▶ REQUIREMENT
Format every line of the data below as a Markdown table with the columns Row and Text, numbering the rows in order and omitting any blank lines.

▶ EXERCISE MATERIAL

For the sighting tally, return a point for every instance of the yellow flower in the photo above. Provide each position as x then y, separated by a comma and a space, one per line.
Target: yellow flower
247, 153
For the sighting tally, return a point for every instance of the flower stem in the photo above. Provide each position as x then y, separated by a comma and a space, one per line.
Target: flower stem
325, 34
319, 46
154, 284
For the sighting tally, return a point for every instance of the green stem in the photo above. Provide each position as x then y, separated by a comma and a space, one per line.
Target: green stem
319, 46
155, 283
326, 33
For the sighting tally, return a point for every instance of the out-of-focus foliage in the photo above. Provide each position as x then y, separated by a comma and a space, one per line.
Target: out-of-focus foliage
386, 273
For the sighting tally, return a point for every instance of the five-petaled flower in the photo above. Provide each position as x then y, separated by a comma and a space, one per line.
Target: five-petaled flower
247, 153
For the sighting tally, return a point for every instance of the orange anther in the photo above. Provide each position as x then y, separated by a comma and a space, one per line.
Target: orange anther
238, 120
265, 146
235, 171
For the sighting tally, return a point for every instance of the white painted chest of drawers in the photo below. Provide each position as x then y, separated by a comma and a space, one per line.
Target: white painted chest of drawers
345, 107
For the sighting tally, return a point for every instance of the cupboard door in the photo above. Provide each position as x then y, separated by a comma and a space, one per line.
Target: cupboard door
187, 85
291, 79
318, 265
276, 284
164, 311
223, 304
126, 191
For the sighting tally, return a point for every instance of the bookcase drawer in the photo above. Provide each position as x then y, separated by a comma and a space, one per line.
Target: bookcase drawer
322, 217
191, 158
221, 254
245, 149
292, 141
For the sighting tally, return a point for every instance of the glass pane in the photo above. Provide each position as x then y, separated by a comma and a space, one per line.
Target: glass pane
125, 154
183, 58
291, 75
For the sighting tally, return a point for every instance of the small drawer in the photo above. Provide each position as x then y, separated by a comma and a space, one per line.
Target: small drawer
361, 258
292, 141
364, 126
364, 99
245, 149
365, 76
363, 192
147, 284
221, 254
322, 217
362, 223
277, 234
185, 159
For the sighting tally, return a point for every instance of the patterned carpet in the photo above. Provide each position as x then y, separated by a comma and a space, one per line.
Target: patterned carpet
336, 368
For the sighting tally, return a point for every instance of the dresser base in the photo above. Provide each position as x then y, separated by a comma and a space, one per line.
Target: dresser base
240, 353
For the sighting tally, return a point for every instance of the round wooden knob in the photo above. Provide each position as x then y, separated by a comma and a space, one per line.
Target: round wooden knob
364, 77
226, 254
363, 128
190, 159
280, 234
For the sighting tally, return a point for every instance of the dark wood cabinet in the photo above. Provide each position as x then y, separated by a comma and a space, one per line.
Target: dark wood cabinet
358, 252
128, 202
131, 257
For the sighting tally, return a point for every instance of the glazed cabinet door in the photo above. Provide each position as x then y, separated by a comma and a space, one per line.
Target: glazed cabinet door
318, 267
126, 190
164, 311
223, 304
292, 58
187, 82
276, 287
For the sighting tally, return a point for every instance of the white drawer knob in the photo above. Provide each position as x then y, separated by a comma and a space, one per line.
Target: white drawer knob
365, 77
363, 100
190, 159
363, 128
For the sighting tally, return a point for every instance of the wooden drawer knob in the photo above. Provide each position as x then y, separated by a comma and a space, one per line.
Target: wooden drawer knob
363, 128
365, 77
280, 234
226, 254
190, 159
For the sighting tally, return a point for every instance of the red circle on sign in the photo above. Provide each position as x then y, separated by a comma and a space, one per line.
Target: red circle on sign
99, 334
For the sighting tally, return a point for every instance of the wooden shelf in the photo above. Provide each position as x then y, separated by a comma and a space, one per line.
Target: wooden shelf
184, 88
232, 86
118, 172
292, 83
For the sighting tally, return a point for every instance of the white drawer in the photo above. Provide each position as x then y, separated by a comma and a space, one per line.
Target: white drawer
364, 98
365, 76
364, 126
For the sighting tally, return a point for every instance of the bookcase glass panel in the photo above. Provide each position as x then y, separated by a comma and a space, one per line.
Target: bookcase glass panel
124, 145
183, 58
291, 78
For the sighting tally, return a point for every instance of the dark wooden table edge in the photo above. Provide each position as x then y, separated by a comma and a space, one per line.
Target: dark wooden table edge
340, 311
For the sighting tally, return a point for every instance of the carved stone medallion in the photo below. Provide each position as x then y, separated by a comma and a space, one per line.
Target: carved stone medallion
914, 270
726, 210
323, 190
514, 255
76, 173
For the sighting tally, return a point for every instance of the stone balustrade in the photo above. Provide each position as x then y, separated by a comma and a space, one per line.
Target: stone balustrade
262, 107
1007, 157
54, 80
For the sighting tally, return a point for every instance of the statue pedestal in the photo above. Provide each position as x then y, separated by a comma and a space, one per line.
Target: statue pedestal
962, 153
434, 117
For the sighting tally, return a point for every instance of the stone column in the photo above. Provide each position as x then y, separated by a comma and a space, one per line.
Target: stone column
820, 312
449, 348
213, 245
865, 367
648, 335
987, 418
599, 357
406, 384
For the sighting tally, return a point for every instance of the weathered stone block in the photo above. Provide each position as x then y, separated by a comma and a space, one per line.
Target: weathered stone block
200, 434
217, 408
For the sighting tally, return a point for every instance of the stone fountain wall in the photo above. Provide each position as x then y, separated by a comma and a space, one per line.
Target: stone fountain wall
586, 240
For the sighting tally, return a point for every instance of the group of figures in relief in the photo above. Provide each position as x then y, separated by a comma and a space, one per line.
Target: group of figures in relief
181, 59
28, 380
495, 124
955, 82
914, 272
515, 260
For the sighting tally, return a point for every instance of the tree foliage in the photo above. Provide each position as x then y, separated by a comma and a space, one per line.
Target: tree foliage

▶ SOLVED PROBLEM
| Row | Text |
|---|---|
| 1 | For the sighting tally, return a point for every instance of the yellow flower in the photo above. Provide each position as x then y, separated by a comma and a space, one per line. |
| 2 | Target: yellow flower |
| 3 | 247, 153 |
| 4 | For the sighting tally, return a point for every instance of the flower stem in the photo above. Provide each position as x then y, separated by a comma and a space, one per line. |
| 5 | Target: flower stem |
| 6 | 325, 34 |
| 7 | 319, 46 |
| 8 | 154, 284 |
| 9 | For the sighting tally, return a point for every instance of the green stem in the photo above. Provide each position as x then y, separated by a comma and a space, one per line. |
| 10 | Target: green stem |
| 11 | 319, 46 |
| 12 | 155, 283 |
| 13 | 326, 33 |
| 14 | For the sighting tally, return a point for every instance of the out-of-focus foliage in the photo above. Provide each position as x then y, separated by a comma and a space, one per line. |
| 15 | Target: out-of-focus foliage |
| 16 | 386, 273 |
| 17 | For the sighting tally, return a point for every instance of the five-petaled flower in the photo above. Provide each position as x then y, separated by a comma and a space, one per line. |
| 18 | Target: five-petaled flower |
| 19 | 247, 153 |
| 20 | For the sighting tally, return a point for every instance of the orange anther in the photo above. Provide each position as x then y, separated by a comma and a space, one per line. |
| 21 | Target: orange anther |
| 22 | 238, 120 |
| 23 | 265, 146 |
| 24 | 235, 171 |
| 25 | For the sighting tally, return a point for every instance of the white painted chest of drawers in the photo below. Provide each position as x then y, separated by a comma and a space, one per line. |
| 26 | Target: white painted chest of drawers |
| 27 | 345, 107 |
| 28 | For the sighting tally, return a point for every instance of the cupboard door in the photo above. Provide each position as x then y, separated by a comma and a space, one per line. |
| 29 | Target: cupboard door |
| 30 | 187, 85 |
| 31 | 291, 79 |
| 32 | 318, 265 |
| 33 | 276, 284 |
| 34 | 164, 311 |
| 35 | 223, 304 |
| 36 | 126, 191 |
| 37 | For the sighting tally, return a point for every instance of the bookcase drawer in the photo above. Provide each position as x then y, separated by a comma and a space, one per line. |
| 38 | Target: bookcase drawer |
| 39 | 322, 217 |
| 40 | 191, 158 |
| 41 | 221, 254 |
| 42 | 245, 149 |
| 43 | 292, 141 |
| 44 | For the sighting tally, return a point for every instance of the glass pane in the photo above. Provide each position as x then y, separated by a comma and a space, one per line. |
| 45 | Target: glass pane |
| 46 | 125, 154 |
| 47 | 183, 58 |
| 48 | 291, 75 |
| 49 | For the sighting tally, return a point for every instance of the small drawer in the photo above. Provide each position as x then y, separated by a comma and a space, one per line. |
| 50 | Target: small drawer |
| 51 | 361, 258 |
| 52 | 292, 141 |
| 53 | 364, 126 |
| 54 | 364, 99 |
| 55 | 245, 149 |
| 56 | 365, 76 |
| 57 | 363, 192 |
| 58 | 147, 284 |
| 59 | 221, 254 |
| 60 | 322, 217 |
| 61 | 362, 223 |
| 62 | 277, 234 |
| 63 | 185, 159 |
| 64 | For the sighting tally, return a point for every instance of the patterned carpet in the photo above. Provide each position as x then y, separated by a comma and a space, one per line. |
| 65 | Target: patterned carpet |
| 66 | 336, 368 |
| 67 | For the sighting tally, return a point for every instance of the dresser base in the photo above. Provide each position as x then y, separated by a comma and a space, one per line. |
| 68 | Target: dresser base |
| 69 | 240, 353 |
| 70 | For the sighting tally, return a point for every instance of the round wooden knob in the photo above. Provide each position as x then y, separated by a comma and a space, one per line. |
| 71 | Target: round wooden knob |
| 72 | 364, 77 |
| 73 | 226, 254 |
| 74 | 363, 128 |
| 75 | 190, 159 |
| 76 | 280, 234 |
| 77 | For the sighting tally, return a point for every instance of the dark wood cabinet in the photo above. Provide each position as x then y, separated by a comma and a space, one per line. |
| 78 | Target: dark wood cabinet |
| 79 | 358, 252 |
| 80 | 128, 202 |
| 81 | 131, 257 |
| 82 | For the sighting tally, return a point for every instance of the glazed cabinet door in the photo above. Provide each position as x then y, separated by a comma and a space, one per line. |
| 83 | Target: glazed cabinet door |
| 84 | 318, 267 |
| 85 | 126, 190 |
| 86 | 164, 311 |
| 87 | 223, 304 |
| 88 | 292, 58 |
| 89 | 187, 82 |
| 90 | 276, 287 |
| 91 | For the sighting tally, return a point for every instance of the white drawer knob in the photo above. Provide each position as x then y, separated by a comma and a space, one per line. |
| 92 | Target: white drawer knob |
| 93 | 365, 77 |
| 94 | 363, 100 |
| 95 | 190, 159 |
| 96 | 363, 128 |
| 97 | For the sighting tally, return a point for every instance of the wooden drawer knob in the photo above. Provide each position as x then y, separated by a comma and a space, one per line. |
| 98 | Target: wooden drawer knob |
| 99 | 363, 128 |
| 100 | 365, 77 |
| 101 | 280, 234 |
| 102 | 226, 254 |
| 103 | 190, 159 |
| 104 | For the sighting tally, return a point for every instance of the red circle on sign in the photo above. Provide each position as x then y, separated by a comma and a space, one per line. |
| 105 | Target: red circle on sign |
| 106 | 99, 334 |
| 107 | For the sighting tally, return a point for every instance of the wooden shelf in the photo above. Provide each position as x then y, separated by a comma and a space, one per line. |
| 108 | Target: wooden shelf |
| 109 | 184, 88 |
| 110 | 232, 86 |
| 111 | 118, 172 |
| 112 | 292, 83 |
| 113 | For the sighting tally, return a point for every instance of the white drawer in the photo above. Provide each position as x then y, separated by a comma and a space, one per line. |
| 114 | Target: white drawer |
| 115 | 364, 98 |
| 116 | 365, 76 |
| 117 | 364, 126 |
| 118 | For the sighting tally, return a point for every instance of the bookcase glass panel in the photo above. Provide each position as x then y, separated by a comma and a space, one per line. |
| 119 | Target: bookcase glass panel |
| 120 | 124, 145 |
| 121 | 183, 58 |
| 122 | 291, 78 |
| 123 | For the sighting tally, return a point for every instance of the dark wooden table edge in the photo above. Provide each position as x then y, separated by a comma and a space, one per line. |
| 124 | Target: dark wooden table edge |
| 125 | 340, 311 |
| 126 | For the sighting tally, return a point for every instance of the carved stone medallion in the photo below. Provide each position as x then y, separated by a comma and a space, one per line. |
| 127 | Target: carved stone medallion |
| 128 | 914, 270 |
| 129 | 726, 210 |
| 130 | 323, 190 |
| 131 | 514, 255 |
| 132 | 76, 173 |
| 133 | For the sighting tally, return a point for every instance of the stone balustrade in the photo above. Provide each position as x then y, separated by a comma and a space, one per line. |
| 134 | Target: stone balustrade |
| 135 | 262, 107 |
| 136 | 1007, 157 |
| 137 | 54, 80 |
| 138 | For the sighting tally, return a point for every instance of the statue pedestal in the photo above. Provide each position as x then y, separated by a comma and a space, one per line. |
| 139 | Target: statue pedestal |
| 140 | 962, 153 |
| 141 | 434, 117 |
| 142 | For the sighting tally, return a point for every instance of the stone column in the photo above. Provide each position as x then y, separated by a comma and a space, one per line. |
| 143 | Target: stone column |
| 144 | 820, 312 |
| 145 | 449, 348 |
| 146 | 213, 245 |
| 147 | 865, 367 |
| 148 | 648, 335 |
| 149 | 987, 418 |
| 150 | 599, 357 |
| 151 | 406, 384 |
| 152 | For the sighting tally, return a point for every instance of the weathered stone block in the photo above. Provide each position as x then y, separated by a comma and a space, one per line. |
| 153 | Target: weathered stone block |
| 154 | 200, 434 |
| 155 | 217, 408 |
| 156 | For the sighting tally, return a point for every instance of the stone fountain wall in the photo above. Provide each position as x then y, separated by a comma and a space, one per line. |
| 157 | Target: stone fountain wall |
| 158 | 586, 240 |
| 159 | For the sighting tally, return a point for every instance of the group of figures in relief in the photo above. Provide each position as x then y, separated by a comma and a space, one per line. |
| 160 | Target: group of figures in relief |
| 161 | 181, 59 |
| 162 | 28, 380 |
| 163 | 495, 124 |
| 164 | 955, 82 |
| 165 | 914, 272 |
| 166 | 515, 260 |
| 167 | For the sighting tally, return a point for every instance of the tree foliage in the photo above. Provide each position as x then y, separated by a comma and a space, one per line. |
| 168 | Target: tree foliage |